O QUE FAZER: Devolva na íntegra, sem qualquer alteração, o relato sobre a mãe com câncer terminal.

Sinto que minha mãe só tem dias ou poucas semanas de vida: mesmo com a memória espantosamente intacta, cada vez mais precisa fazer esforço para falar, come praticamente nada do hospital, dificuldade de mastigar, sem apetite, olhos a maior parte do tempo vidrados, definhando. Câncer terminal. As duas únicas formas atuais mais fortes de combater o câncer, quimio (ela fez 4 sessões antes da internação) e radioterapia, só lhe trariam mais reações sem resultados de reversão do quadro; enquanto isso, os tumores continuam marchando, espalhando-se e não param. Estamos lhe dando conforto, cuidando, realizando possíveis desejos, etc.
Alivia lembrar que ela sempre me dizia que preferia morrer a ficar dependente numa cama… Também é inacreditável a sua força de resistência e lucidez – o oncologista achou semana retrasada que ela viria logo a óbito, e se surpreendeu ela ter durado muito mais; outra oncologista disse que, no estágio em que ela está sob cuidados paliativos, não é comum manter a memória que ela mantém, sobre situações e coisas recentes, depois desse tempo todo e ainda responder normalmente às pessoas. Classificou isso como “milagre” (palavra rara na fria e realista oncologia). Há quem diga que são as orações e correntes que centenas de pessoas mandam. Atribuo isso à sua força de vontade de querer retomar sua rotina, levantar da cama, ir para casa, não se entregar. Informo a todos que, embora eu chore e preveja sentir incomensurável falta da minha mamãe (por exemplo, sou novo e fico pensando quanta coisa de valor farei e ela não verá ou não poderei compartilhar com ela), sempre tive conversas muito francas com ela sobre a vida e a morte, e no leito confirmei que ela quer ser cremada. Tudo isso me prepara bastante neste processo de luto, assim como o espiritualismo dela mais o meu materialismo.

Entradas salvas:

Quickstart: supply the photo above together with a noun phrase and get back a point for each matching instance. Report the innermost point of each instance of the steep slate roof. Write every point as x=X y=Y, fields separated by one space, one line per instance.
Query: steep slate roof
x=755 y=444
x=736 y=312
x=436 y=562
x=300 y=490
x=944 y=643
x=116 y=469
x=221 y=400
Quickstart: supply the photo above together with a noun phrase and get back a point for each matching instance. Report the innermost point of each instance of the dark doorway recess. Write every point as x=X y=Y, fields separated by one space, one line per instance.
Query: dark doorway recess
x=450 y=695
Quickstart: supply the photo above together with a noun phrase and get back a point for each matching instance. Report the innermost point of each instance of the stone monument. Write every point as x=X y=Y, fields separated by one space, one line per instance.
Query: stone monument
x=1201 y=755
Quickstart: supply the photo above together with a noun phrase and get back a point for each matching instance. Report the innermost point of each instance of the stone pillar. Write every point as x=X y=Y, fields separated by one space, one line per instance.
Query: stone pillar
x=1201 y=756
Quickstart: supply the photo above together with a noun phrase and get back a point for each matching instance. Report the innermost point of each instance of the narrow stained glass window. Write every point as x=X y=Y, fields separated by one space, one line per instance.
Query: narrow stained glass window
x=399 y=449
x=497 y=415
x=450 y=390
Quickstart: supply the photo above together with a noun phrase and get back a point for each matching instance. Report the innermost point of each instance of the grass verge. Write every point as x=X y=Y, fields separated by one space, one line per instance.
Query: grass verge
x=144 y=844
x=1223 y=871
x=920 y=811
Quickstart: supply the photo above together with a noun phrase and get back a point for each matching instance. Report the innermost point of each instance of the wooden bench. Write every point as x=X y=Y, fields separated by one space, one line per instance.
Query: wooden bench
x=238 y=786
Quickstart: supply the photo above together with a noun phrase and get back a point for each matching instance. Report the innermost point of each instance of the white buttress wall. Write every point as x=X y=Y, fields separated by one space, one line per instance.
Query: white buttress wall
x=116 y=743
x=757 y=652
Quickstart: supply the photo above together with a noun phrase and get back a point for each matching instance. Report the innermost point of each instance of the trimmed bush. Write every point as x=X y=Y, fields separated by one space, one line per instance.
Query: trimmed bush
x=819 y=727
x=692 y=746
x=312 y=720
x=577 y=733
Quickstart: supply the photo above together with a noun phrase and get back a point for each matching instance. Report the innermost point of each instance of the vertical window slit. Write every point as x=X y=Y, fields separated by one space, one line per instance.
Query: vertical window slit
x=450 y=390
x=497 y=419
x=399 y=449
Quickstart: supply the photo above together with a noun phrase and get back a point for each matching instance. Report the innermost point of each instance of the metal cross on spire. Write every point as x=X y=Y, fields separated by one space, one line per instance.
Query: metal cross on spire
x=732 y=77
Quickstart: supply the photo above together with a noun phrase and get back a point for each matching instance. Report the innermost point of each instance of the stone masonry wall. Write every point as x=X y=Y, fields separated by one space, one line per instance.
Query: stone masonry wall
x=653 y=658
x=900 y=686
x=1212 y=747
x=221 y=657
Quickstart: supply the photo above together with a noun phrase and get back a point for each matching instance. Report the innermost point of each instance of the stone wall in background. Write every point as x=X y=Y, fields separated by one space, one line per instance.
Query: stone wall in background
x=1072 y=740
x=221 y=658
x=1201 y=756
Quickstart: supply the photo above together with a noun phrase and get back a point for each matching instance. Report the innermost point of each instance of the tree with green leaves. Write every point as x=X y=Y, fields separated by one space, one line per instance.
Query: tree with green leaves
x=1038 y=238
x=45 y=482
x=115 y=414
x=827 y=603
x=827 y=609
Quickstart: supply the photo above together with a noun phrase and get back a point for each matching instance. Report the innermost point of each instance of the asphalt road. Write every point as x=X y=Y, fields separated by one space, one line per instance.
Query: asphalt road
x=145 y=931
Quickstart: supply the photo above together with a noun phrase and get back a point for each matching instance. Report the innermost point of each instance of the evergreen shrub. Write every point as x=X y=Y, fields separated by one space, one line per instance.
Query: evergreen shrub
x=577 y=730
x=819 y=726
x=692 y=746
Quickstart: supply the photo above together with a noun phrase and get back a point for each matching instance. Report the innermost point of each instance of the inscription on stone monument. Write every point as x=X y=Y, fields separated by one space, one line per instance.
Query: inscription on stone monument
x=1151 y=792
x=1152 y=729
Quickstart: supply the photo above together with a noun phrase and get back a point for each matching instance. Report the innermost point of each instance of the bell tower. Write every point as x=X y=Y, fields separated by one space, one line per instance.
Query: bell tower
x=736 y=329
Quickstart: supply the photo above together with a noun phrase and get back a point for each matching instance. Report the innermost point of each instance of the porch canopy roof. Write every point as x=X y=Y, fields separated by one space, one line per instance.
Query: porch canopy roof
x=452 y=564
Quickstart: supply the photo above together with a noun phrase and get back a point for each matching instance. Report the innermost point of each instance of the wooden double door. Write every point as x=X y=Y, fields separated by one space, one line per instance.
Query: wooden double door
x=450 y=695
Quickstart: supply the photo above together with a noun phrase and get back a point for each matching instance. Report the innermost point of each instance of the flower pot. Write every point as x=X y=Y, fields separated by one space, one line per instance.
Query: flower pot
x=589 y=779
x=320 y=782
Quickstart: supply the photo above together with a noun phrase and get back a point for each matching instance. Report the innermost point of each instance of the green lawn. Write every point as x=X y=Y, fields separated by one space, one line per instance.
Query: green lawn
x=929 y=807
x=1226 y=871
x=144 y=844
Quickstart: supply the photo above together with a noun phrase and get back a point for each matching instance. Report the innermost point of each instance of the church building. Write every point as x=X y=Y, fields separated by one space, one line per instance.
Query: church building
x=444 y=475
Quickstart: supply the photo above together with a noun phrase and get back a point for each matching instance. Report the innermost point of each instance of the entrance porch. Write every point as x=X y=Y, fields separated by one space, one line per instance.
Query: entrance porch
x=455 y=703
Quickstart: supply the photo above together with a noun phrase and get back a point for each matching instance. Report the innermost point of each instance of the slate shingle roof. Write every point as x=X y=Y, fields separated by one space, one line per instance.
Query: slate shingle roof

RESULTADO DO EXERCÍCIO:
Sinto que minha mãe só tem dias ou poucas semanas de vida: mesmo com a memória espantosamente intacta, cada vez mais precisa fazer esforço para falar, come praticamente nada do hospital, dificuldade de mastigar, sem apetite, olhos a maior parte do tempo vidrados, definhando. Câncer terminal. As duas únicas formas atuais mais fortes de combater o câncer, quimio (ela fez 4 sessões antes da internação) e radioterapia, só lhe trariam mais reações sem resultados de reversão do quadro; enquanto isso, os tumores continuam marchando, espalhando-se e não param. Estamos lhe dando conforto, cuidando, realizando possíveis desejos, etc.
Alivia lembrar que ela sempre me dizia que preferia morrer a ficar dependente numa cama… Também é inacreditável a sua força de resistência e lucidez – o oncologista achou semana retrasada que ela viria logo a óbito, e se surpreendeu ela ter durado muito mais; outra oncologista disse que, no estágio em que ela está sob cuidados paliativos, não é comum manter a memória que ela mantém, sobre situações e coisas recentes, depois desse tempo todo e ainda responder normalmente às pessoas. Classificou isso como “milagre” (palavra rara na fria e realista oncologia). Há quem diga que são as orações e correntes que centenas de pessoas mandam. Atribuo isso à sua força de vontade de querer retomar sua rotina, levantar da cama, ir para casa, não se entregar. Informo a todos que, embora eu chore e preveja sentir incomensurável falta da minha mamãe (por exemplo, sou novo e fico pensando quanta coisa de valor farei e ela não verá ou não poderei compartilhar com ela), sempre tive conversas muito francas com ela sobre a vida e a morte, e no leito confirmei que ela quer ser cremada. Tudo isso me prepara bastante neste processo de luto, assim como o espiritualismo dela mais o meu materialismo.